▼

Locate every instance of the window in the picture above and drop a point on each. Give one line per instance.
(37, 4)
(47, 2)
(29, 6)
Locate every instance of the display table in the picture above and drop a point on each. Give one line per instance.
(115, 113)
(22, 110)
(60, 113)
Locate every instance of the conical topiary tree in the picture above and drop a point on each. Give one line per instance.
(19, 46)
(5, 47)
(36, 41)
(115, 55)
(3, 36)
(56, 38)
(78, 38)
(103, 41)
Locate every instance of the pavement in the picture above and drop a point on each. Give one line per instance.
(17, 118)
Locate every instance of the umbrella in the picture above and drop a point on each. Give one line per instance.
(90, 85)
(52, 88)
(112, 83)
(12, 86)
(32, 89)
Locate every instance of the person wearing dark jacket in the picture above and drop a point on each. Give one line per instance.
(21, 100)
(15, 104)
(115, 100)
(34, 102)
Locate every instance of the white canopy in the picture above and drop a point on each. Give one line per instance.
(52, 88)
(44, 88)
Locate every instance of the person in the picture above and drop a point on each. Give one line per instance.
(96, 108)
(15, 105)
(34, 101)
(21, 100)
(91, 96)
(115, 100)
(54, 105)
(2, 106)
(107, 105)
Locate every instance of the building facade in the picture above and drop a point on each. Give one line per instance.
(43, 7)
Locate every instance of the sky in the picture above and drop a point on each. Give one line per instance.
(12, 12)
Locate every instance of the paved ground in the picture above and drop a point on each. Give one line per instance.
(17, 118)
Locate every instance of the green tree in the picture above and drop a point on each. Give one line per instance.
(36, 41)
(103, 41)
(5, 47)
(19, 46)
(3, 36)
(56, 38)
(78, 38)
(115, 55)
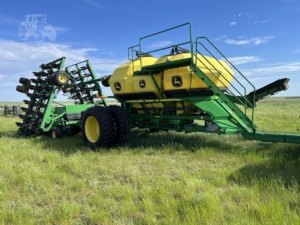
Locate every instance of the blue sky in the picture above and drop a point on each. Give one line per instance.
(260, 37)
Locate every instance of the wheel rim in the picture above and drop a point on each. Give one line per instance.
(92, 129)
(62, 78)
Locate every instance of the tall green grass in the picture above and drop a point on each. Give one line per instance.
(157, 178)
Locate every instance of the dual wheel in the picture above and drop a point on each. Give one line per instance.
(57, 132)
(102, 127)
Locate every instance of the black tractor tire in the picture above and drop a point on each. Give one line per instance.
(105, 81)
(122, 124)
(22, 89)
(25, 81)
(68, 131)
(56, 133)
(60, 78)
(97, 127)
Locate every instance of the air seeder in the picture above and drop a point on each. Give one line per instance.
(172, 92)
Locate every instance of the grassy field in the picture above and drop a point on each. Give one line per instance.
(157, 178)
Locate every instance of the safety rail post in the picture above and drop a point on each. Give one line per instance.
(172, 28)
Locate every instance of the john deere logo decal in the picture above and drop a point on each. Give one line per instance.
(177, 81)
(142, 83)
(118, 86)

▲
▼

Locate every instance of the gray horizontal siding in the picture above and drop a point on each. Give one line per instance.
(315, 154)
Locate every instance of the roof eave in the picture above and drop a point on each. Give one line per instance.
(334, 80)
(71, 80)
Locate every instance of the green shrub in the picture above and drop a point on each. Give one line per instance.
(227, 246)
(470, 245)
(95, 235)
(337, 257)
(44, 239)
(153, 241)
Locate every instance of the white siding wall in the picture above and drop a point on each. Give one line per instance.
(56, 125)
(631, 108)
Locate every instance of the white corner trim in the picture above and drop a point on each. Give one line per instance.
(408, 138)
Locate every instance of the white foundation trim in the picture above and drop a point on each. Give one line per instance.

▲
▼

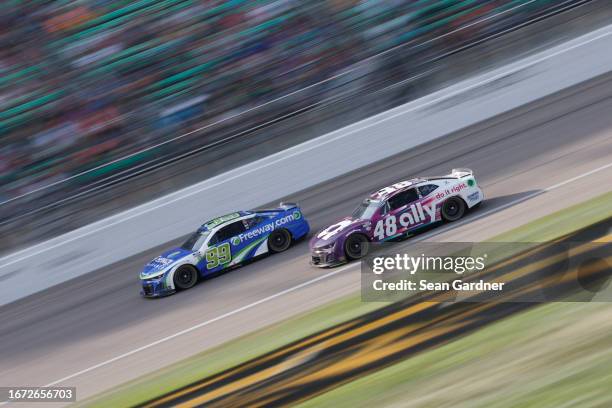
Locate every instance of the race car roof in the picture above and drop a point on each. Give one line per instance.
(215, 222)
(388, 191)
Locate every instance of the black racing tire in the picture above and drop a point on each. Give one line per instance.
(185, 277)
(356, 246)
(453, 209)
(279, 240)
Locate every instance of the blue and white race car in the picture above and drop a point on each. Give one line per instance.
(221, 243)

▲

THE TASK: Copy out every line of the data above that contains the string "tree", treating uppercase and lowercase letters as different.

WRITTEN SOLUTION:
Locate every instance of the conical topiary tree in the picture above and drop a point on each. Give one line per instance.
Locate every instance of the green tree in the picture above and drop a point on each. Give one line per instance.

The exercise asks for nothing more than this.